Written exercise 1:
Answer these from the 1954 column:
(a) Which newspaper published the article, and on what date?
(b) Whom was Oscar Wilde walking with?
(c) What did the man tell the villagers he saw playing the flute in the forest?
Written exercise 2: Transcribe the 1954 column word for word, starting at "See the case" and ending at "a strange character.".

Source excerpt:
────────────────────

The 1954 French flying saucers flap, 1954:

The article below was published in the daily newspaper L'Est Républicain, France, page 2, on September 21, 1954.

See the case file.

Scan.

THE DAILY COLUMN

"Give us our daily wonder..."

A FARMER FROM THE CORREZE HUGGED THE PILOT OF A FLYING SAUCER (THE NEWSPAPERS)

One day, while walking with André Gide, Oscar Wilde, the author of "The Picture of Dorian Gray," took his friend by the arm and said to him: "Understand well that there are two worlds: the one that exists without being spoken of. It is called the real world, because there is no need to speak of it in order to see it. And the other is the world of fiction, the one that must be spoken of because it would not exist otherwise."

With that, he began recounting to him the adventures of a strange character.

There was, once, a man who, in his village, was well liked because he was helpful when needed, drank heartily at the inn, and told stories.

In the evening, the villagers would gather around him (they had worked hard all day, noses bent over their tools), and all—or almost all—would say to him: "Come on, tell us, what did you see today?"

He would tell them: "In the forest, I saw a faun playing the flute... The rabbits had formed a circle around him and were dancing the mazurka..."

"Tell us more," the people would say.

────────────────────

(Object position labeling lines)

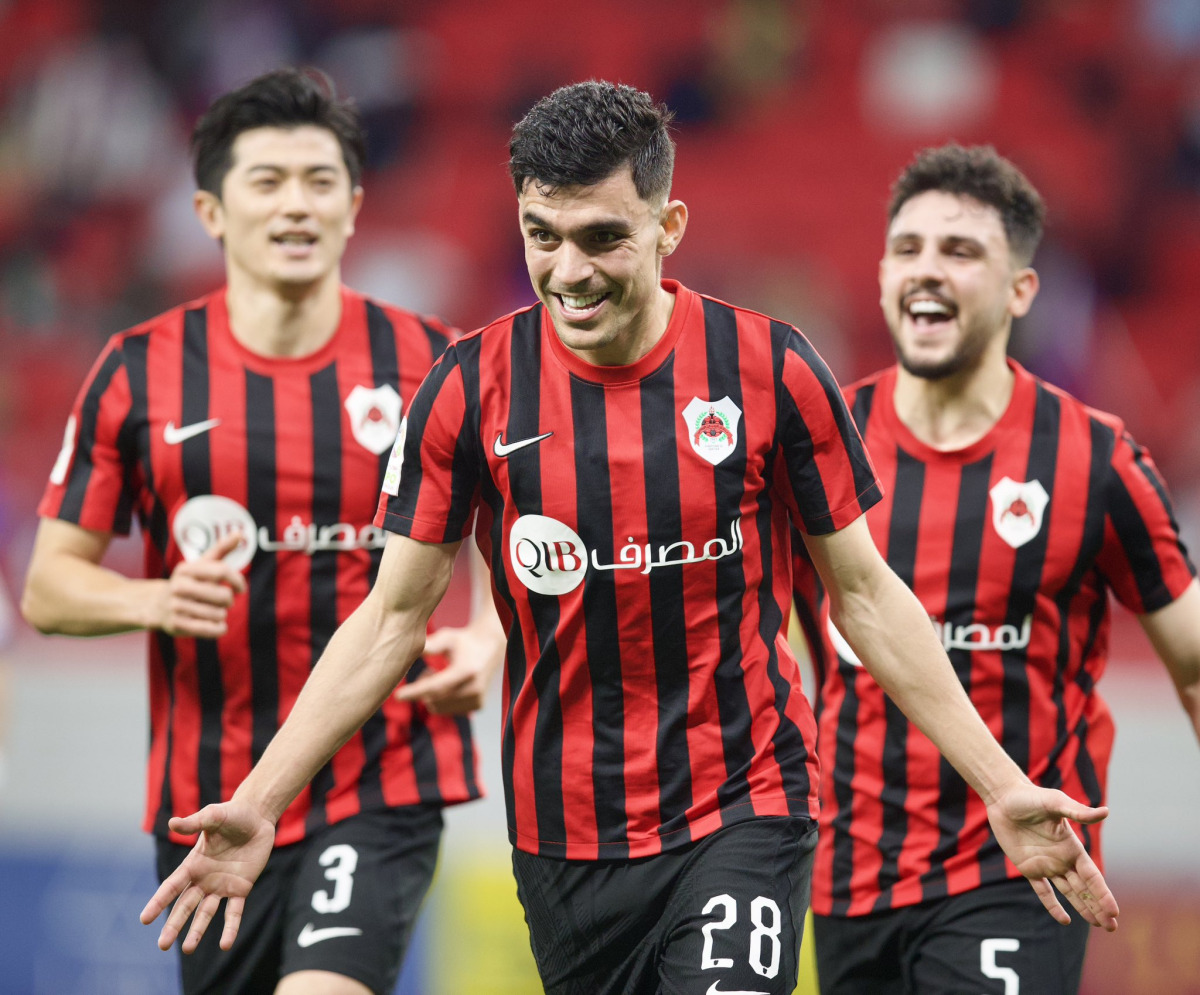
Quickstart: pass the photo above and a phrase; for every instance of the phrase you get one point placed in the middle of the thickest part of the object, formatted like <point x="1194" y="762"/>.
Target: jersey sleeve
<point x="829" y="477"/>
<point x="91" y="484"/>
<point x="431" y="481"/>
<point x="1143" y="558"/>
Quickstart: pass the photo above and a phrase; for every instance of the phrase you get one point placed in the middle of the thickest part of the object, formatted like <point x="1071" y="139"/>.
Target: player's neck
<point x="283" y="324"/>
<point x="954" y="412"/>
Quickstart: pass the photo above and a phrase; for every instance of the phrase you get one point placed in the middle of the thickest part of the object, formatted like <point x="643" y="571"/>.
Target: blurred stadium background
<point x="792" y="120"/>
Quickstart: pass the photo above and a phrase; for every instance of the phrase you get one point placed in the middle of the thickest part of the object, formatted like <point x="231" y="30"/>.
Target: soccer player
<point x="635" y="453"/>
<point x="1012" y="510"/>
<point x="250" y="431"/>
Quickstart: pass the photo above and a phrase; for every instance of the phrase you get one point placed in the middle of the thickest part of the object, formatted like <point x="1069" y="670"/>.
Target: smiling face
<point x="949" y="286"/>
<point x="594" y="256"/>
<point x="286" y="209"/>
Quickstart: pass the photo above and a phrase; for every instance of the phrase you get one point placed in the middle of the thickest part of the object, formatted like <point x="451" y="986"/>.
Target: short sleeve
<point x="431" y="481"/>
<point x="829" y="478"/>
<point x="1143" y="557"/>
<point x="91" y="483"/>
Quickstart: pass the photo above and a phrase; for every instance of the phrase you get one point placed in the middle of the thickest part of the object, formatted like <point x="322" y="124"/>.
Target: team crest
<point x="712" y="427"/>
<point x="1018" y="509"/>
<point x="375" y="417"/>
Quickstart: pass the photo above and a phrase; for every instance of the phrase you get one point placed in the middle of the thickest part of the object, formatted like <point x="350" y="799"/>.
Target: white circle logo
<point x="204" y="520"/>
<point x="547" y="556"/>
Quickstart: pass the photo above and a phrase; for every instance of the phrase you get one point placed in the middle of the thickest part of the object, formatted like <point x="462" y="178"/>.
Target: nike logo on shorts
<point x="503" y="449"/>
<point x="173" y="436"/>
<point x="309" y="935"/>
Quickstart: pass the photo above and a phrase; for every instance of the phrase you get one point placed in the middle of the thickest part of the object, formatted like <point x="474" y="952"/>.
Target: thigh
<point x="859" y="953"/>
<point x="357" y="892"/>
<point x="999" y="940"/>
<point x="736" y="913"/>
<point x="594" y="924"/>
<point x="252" y="964"/>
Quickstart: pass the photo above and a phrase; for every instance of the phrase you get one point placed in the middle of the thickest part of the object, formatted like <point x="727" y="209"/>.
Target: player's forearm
<point x="66" y="594"/>
<point x="891" y="633"/>
<point x="364" y="660"/>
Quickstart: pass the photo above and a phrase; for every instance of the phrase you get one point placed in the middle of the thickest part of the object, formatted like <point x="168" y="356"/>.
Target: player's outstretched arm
<point x="1175" y="634"/>
<point x="474" y="652"/>
<point x="364" y="660"/>
<point x="891" y="634"/>
<point x="67" y="592"/>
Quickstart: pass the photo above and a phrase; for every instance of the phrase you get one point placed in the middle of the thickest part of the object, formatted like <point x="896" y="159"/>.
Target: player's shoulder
<point x="167" y="324"/>
<point x="1072" y="407"/>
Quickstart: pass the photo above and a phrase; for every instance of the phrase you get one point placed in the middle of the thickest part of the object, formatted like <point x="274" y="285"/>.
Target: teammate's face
<point x="594" y="256"/>
<point x="949" y="286"/>
<point x="286" y="208"/>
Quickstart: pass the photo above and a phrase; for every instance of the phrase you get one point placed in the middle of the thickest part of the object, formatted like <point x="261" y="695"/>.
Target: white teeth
<point x="928" y="307"/>
<point x="579" y="304"/>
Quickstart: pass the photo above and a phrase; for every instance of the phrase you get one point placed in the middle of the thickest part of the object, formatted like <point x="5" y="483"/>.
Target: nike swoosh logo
<point x="309" y="935"/>
<point x="173" y="436"/>
<point x="503" y="449"/>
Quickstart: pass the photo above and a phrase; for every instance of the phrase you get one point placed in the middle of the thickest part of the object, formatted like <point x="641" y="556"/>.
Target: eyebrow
<point x="605" y="225"/>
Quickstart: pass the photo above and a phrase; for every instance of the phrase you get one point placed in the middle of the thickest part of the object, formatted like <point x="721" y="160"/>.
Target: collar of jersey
<point x="219" y="325"/>
<point x="635" y="371"/>
<point x="1019" y="413"/>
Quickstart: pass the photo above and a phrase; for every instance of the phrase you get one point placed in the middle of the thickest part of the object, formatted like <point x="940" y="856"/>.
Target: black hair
<point x="287" y="97"/>
<point x="582" y="133"/>
<point x="981" y="173"/>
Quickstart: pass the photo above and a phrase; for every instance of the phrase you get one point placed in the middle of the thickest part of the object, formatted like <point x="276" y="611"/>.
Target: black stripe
<point x="903" y="532"/>
<point x="593" y="495"/>
<point x="724" y="359"/>
<point x="970" y="520"/>
<point x="327" y="504"/>
<point x="261" y="499"/>
<point x="669" y="616"/>
<point x="71" y="507"/>
<point x="197" y="460"/>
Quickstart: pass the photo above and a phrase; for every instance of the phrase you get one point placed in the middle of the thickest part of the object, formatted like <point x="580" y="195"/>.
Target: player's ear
<point x="355" y="207"/>
<point x="672" y="223"/>
<point x="210" y="211"/>
<point x="1025" y="288"/>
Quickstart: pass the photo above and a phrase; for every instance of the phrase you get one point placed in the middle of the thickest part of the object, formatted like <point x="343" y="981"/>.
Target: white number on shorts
<point x="731" y="916"/>
<point x="767" y="923"/>
<point x="769" y="930"/>
<point x="988" y="951"/>
<point x="340" y="862"/>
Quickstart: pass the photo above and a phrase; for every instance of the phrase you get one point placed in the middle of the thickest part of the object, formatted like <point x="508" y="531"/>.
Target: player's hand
<point x="232" y="851"/>
<point x="196" y="599"/>
<point x="473" y="655"/>
<point x="1031" y="825"/>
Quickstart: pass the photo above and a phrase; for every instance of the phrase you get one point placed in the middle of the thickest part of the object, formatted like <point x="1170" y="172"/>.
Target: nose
<point x="573" y="265"/>
<point x="294" y="198"/>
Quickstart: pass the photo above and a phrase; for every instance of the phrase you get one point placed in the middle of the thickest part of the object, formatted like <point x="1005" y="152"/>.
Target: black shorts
<point x="723" y="915"/>
<point x="996" y="939"/>
<point x="343" y="900"/>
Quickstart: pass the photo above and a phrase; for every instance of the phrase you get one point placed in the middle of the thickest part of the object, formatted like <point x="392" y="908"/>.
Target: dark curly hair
<point x="287" y="97"/>
<point x="582" y="133"/>
<point x="981" y="173"/>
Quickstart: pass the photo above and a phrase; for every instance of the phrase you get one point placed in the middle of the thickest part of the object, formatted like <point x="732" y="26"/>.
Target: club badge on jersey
<point x="1018" y="509"/>
<point x="375" y="415"/>
<point x="712" y="427"/>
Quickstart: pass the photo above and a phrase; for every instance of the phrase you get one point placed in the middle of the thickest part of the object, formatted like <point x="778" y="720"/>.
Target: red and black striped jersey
<point x="181" y="425"/>
<point x="636" y="521"/>
<point x="1012" y="545"/>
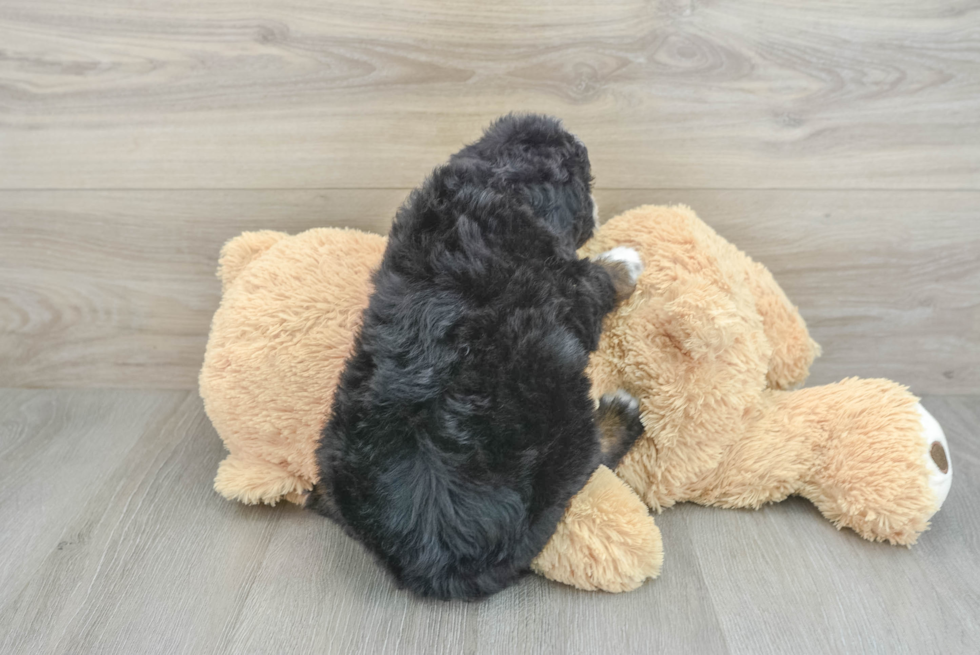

────────────────────

Written solution 1:
(a) L'Est Républicain, on September 21, 1954
(b) André Gide
(c) A faun

Written solution 2:
See the case file.

Scan.

THE DAILY COLUMN

"Give us our daily wonder..."

A FARMER FROM THE CORREZE HUGGED THE PILOT OF A FLYING SAUCER (THE NEWSPAPERS)

One day, while walking with André Gide, Oscar Wilde, the author of "The Picture of Dorian Gray," took his friend by the arm and said to him: "Understand well that there are two worlds: the one that exists without being spoken of. It is called the real world, because there is no need to speak of it in order to see it. And the other is the world of fiction, the one that must be spoken of because it would not exist otherwise."

With that, he began recounting to him the adventures of a strange character.